Named-object pointing records
▼

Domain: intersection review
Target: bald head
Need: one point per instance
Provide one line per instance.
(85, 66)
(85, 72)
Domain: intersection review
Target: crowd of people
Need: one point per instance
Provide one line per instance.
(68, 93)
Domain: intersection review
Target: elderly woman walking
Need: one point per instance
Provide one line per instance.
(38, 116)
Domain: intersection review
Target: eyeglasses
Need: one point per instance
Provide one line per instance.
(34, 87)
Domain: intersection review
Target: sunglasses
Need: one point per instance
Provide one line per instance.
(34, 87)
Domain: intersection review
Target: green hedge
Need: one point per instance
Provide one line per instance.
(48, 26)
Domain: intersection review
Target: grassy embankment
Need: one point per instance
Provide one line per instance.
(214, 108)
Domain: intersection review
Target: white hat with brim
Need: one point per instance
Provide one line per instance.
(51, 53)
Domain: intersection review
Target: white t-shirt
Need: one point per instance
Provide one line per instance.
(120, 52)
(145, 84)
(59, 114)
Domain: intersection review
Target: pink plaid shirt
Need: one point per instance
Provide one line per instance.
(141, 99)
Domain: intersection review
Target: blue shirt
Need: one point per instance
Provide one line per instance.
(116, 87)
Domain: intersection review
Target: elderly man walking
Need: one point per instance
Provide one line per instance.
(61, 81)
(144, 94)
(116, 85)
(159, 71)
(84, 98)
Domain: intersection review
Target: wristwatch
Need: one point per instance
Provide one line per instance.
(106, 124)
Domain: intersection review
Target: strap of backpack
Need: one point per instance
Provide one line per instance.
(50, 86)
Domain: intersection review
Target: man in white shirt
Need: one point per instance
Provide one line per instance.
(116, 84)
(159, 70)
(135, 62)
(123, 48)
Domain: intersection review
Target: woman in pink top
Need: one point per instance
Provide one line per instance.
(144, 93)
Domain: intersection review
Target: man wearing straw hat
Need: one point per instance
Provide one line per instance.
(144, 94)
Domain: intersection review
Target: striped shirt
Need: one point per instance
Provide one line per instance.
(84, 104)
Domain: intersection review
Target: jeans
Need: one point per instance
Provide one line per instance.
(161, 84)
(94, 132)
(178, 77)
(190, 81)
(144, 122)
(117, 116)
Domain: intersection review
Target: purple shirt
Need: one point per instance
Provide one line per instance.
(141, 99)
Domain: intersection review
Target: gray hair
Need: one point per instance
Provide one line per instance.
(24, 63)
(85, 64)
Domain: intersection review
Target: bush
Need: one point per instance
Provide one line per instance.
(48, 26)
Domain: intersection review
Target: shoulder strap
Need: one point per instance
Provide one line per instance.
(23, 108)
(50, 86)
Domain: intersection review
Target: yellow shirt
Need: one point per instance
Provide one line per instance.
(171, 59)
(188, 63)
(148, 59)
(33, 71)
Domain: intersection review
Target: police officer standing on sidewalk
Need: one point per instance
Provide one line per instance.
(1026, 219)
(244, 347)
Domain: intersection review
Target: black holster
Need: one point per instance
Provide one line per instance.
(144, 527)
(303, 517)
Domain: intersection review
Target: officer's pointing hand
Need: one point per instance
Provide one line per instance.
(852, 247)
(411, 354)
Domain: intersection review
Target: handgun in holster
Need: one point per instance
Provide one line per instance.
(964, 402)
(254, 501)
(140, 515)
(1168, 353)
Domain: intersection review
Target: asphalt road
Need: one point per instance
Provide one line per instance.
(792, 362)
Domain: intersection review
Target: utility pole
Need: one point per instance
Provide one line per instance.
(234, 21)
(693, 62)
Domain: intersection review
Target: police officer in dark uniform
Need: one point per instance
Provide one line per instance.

▲

> _Directions_
Reproduce the full set of records precisely.

> _Output for this exercise_
Domain: intersection review
Target: bald head
Need: one point per instance
Provide one line per instance.
(85, 66)
(85, 72)
Domain: intersection review
Target: crowd of people
Need: one point per instance
Provide one line per instance.
(68, 93)
Domain: intersection review
Target: elderly woman walking
Need: one point per instance
Provide one line per instance.
(38, 116)
Domain: intersection review
Target: eyeglasses
Need: one point per instance
Provide one line per instance.
(34, 87)
Domain: intersection review
Target: sunglasses
Need: one point per instance
Provide one line per instance.
(34, 87)
Domain: intersection review
Target: green hedge
Need: one point per instance
Provide one line per instance.
(48, 26)
Domain: intersection review
Target: grassy embankment
Need: one point per instance
Provide one line per instance.
(214, 108)
Domain: intersection review
Target: white hat with brim
Need: one point per instance
Provide one line per instance.
(51, 53)
Domain: intersection review
Target: white t-shirt
Need: one point per instance
Provide one line per instance.
(120, 52)
(145, 84)
(59, 114)
Domain: intersection review
Target: pink plaid shirt
Need: one point per instance
Provide one line per instance.
(141, 99)
Domain: intersection review
Target: blue shirt
Need: one point per instance
Provide one line per instance.
(116, 87)
Domain: intersection review
Target: elderly man walking
Need: one point per instance
Provide one line per instance.
(61, 81)
(144, 94)
(116, 85)
(159, 71)
(84, 98)
Domain: intersection review
Target: wristwatch
Need: one point per instance
Provide one line per instance.
(106, 124)
Domain: intersection review
Target: strap of backpack
Need: one point per instance
Provide one line per instance.
(50, 86)
Domain: intersection review
Target: man in white shirt
Need: one point per instance
Provide one line per instance.
(116, 84)
(159, 70)
(135, 62)
(123, 48)
Domain: intersection review
Target: woman in pink top
Need: one point per instance
Provide one line per instance.
(144, 93)
Domain: intersection review
Target: man wearing straw hat
Need: one point per instance
Provide one line per instance.
(144, 94)
Domain: intersection review
Target: striped shirt
Need: one point per instance
Provide one line per instance.
(84, 104)
Domain: intersection review
Target: jeans
Need: one point per instance
Provide one line per instance.
(161, 84)
(94, 132)
(178, 77)
(190, 81)
(144, 122)
(117, 116)
Domain: intersection review
Target: purple shirt
Need: one point per instance
Provide one line per instance.
(141, 99)
Domain: intersection review
Target: gray hair
Need: one point per instance
Provide one line per instance.
(24, 63)
(85, 64)
Domain: intersection review
Target: bush
Need: one point per instance
Provide one line per instance.
(48, 26)
Domain: intersection review
Target: shoulder strap
Need: one point per instance
Provide one line per instance.
(23, 108)
(50, 86)
Domain: intersection review
Target: yellow shirt
Need: one point per instance
Provide one line per instance.
(171, 59)
(188, 63)
(148, 59)
(33, 71)
Domain: intersection review
Target: police officer standing on sidewalk
Need: one point per instance
Provide one line per instance.
(1026, 219)
(244, 347)
Domain: intersection review
Target: black holster
Need: one point per instance
Provide one line per instance.
(144, 527)
(303, 517)
Domain: intersection review
Target: officer's pointing hand
Need: one point per instance
Provide one line per instance.
(852, 247)
(411, 354)
Domain: intersection review
Target: handgun in holster
Need: one point per instance
Provide one line per instance.
(964, 402)
(254, 501)
(140, 515)
(1168, 353)
Domain: intersection review
Target: asphalt road
Need: one point per instance
Provide one line per instance.
(792, 362)
Domain: intersection review
Target: utility pole
Need: one point per instance
Provide one line per instance.
(234, 21)
(693, 62)
Domain: intersection review
Target: police officer in dark uniform
Need: one point per instance
Provide one line per instance.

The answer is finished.